* Aim:
Answer these questions about the archiver claims below:
(a) According to claim 10, what kind of storage is the CD writer for?
(b) In claim 15, what medium is offered as an example of a durable, human readable medium?
(c) According to claim 17, what type of file is the digital image?

* Selected excerpt:
10. A website digital archiver for archiving data stored in a plurality of linked web pages of claim 9 further comprising a CD writer that allows the user to write the image on a CD for short term storage.

11. A website digital archiver for archiving data stored in a plurality of linked web pages of claim 9 further comprising a microfilm writer that allow the user to write electronic images.

12. A website digital archiver for archiving data stored in a plurality of linked web pages of claim 10 further wherein the microfilm writer is a microfiche writer.

13. A website digital archiver for archiving data stored in a plurality of linked web pages of claim 12 in which the electronic file is a TIFF file.

14. A website digital archiver for archiving data stored in a plurality of linked web pages, of claim 12 further comprising a storage writer to create the electronic file to a visually perceptible archival copy of each web page from the digital image for archival storage.

15. A website digital archiver for archiving data stored in a plurality of linked web pages of claim 14 in which the storage is on a durable, human readable medium such as microfilm.

16. A website digital archiver for archiving data stored in a plurality of linked web pages of claim 15, further comprising a reader to retrieve a digital image from the visually perceptible archival copy of each web page on the durable, human readable medium.

17. A website digital archiver for archiving data stored in a plurality of linked web pages of claim 16 in which the digital image is a TIFF file.

* Data section:
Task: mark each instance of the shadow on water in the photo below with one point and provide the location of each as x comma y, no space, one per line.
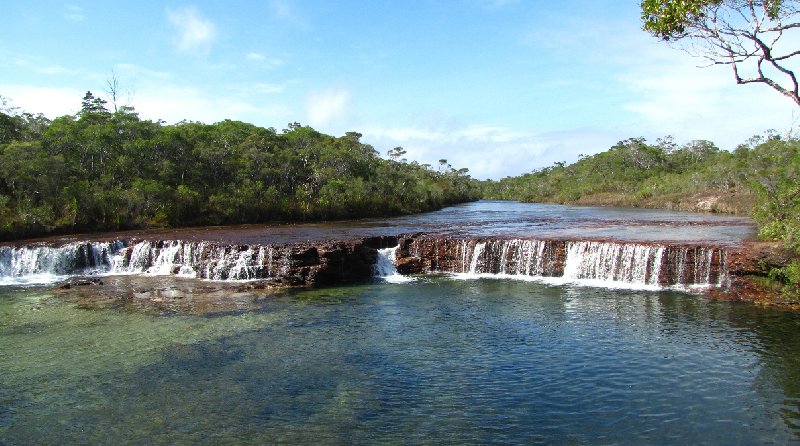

* The solution:
(a) Short term storage.
(b) Microfilm.
(c) A TIFF file.